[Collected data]
──────

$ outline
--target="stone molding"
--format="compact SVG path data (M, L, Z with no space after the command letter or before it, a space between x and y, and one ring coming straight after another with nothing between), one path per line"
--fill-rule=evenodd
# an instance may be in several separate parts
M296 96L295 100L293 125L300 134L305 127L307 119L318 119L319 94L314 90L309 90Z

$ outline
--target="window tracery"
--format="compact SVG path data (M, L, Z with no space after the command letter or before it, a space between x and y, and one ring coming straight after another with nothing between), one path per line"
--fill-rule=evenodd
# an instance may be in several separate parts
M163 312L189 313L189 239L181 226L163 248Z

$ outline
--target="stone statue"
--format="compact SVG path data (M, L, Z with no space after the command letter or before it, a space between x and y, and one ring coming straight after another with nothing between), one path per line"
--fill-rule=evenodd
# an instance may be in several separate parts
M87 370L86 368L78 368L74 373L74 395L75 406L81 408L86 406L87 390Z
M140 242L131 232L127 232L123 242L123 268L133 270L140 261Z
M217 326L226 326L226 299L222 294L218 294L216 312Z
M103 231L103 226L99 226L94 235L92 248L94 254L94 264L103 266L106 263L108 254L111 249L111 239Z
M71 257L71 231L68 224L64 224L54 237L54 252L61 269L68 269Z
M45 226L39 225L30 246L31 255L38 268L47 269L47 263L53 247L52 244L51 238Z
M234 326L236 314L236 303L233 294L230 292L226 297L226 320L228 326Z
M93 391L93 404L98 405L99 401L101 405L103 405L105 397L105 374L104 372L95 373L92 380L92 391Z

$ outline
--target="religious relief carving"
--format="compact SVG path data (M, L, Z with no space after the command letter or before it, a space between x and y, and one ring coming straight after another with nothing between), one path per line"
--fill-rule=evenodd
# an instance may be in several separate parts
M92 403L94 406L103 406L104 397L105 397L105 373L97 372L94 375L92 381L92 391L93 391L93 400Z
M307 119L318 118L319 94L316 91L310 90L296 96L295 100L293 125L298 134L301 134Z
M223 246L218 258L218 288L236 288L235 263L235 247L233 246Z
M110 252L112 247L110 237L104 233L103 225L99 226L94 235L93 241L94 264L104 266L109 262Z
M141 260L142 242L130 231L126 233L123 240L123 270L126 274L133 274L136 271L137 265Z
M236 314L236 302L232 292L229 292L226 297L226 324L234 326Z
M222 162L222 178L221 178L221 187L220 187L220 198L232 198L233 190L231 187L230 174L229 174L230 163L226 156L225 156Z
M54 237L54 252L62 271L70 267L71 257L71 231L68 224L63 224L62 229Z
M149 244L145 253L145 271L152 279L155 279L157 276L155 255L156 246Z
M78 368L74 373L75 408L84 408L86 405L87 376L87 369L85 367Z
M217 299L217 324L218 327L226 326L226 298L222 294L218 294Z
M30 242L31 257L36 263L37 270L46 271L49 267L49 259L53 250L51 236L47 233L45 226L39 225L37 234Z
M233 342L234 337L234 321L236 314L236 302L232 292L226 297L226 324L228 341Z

──────

* [Written task]: Copy all of the records above line for line, changing nothing.

* [Result below]:
$ outline
--target="stone molding"
--format="compact SVG path data (M, L, Z with no space after the command letter or before it, a space between x and y, and one ring coming straight after another with nothing between), one path per line"
--fill-rule=evenodd
# an instance may be in several separate parts
M296 96L295 100L293 125L300 134L305 127L307 119L318 119L319 94L314 90L309 90Z

$ outline
--target="window tracery"
--format="compact SVG path data (M, L, Z with no space after the command letter or before it, a space between x and y, and one ring coming straight after another with nothing between), one path per line"
--fill-rule=evenodd
# an instance may be in several separate parts
M163 312L189 313L189 239L181 226L163 248Z

$ outline
--target="stone statue"
--format="compact SVG path data (M, L, Z with no space after the command letter or before it, a space between x and y, and one ring coming straight after another with nothing between), one path per line"
--fill-rule=evenodd
# an instance may be in several separate parts
M87 370L86 368L78 368L74 373L74 395L75 406L81 408L86 406L87 390Z
M140 242L131 232L127 232L123 242L123 268L133 270L140 261Z
M217 326L226 326L226 299L222 294L218 294L216 312Z
M103 231L103 226L99 226L94 235L92 248L94 254L94 264L103 266L106 263L108 254L111 249L111 239Z
M71 257L71 231L68 224L64 224L54 237L54 252L61 269L68 269Z
M45 226L39 225L30 246L31 255L38 268L47 269L47 263L53 247L52 244L51 238Z
M234 326L236 314L236 303L233 294L230 292L226 297L226 320L228 326Z
M93 391L93 404L98 405L99 401L101 405L103 405L105 397L105 374L104 372L95 373L92 380L92 391Z

$ outline
--target="religious relief carving"
--format="compact SVG path data (M, L, Z with no space after the command letter or before it, a space between x and y, and one ring coming straight after another with nothing between), one path per line"
--fill-rule=evenodd
# an instance may be in several separate parts
M92 403L94 406L103 406L104 397L105 397L105 373L97 372L94 375L92 381L92 391L93 391L93 400Z
M307 119L318 118L319 94L316 91L310 90L296 96L295 100L293 125L298 134L301 134Z
M223 246L218 258L218 288L236 288L235 263L235 247L233 246Z
M110 252L112 247L110 237L104 233L103 225L99 226L94 235L93 241L94 264L104 266L109 262Z
M141 260L142 242L130 231L126 233L123 240L123 270L126 274L133 274L136 271L137 265Z
M236 314L236 302L232 292L229 292L226 297L226 324L234 326Z
M222 162L222 178L221 178L221 187L220 187L220 198L232 198L233 190L231 187L230 174L229 174L230 163L226 156L225 156Z
M54 237L54 252L62 271L70 267L71 257L71 231L68 224L63 224L62 229Z
M149 244L145 253L145 271L152 279L155 279L157 276L155 255L156 246Z
M78 368L74 373L75 408L84 408L86 405L87 376L87 369L85 367Z
M217 299L217 324L218 327L226 326L226 298L222 294L218 294Z
M30 242L31 257L36 263L37 270L46 271L49 267L49 259L53 250L51 236L47 233L45 226L39 225L37 234Z
M233 342L234 337L234 321L236 314L236 302L232 292L226 297L226 324L228 341Z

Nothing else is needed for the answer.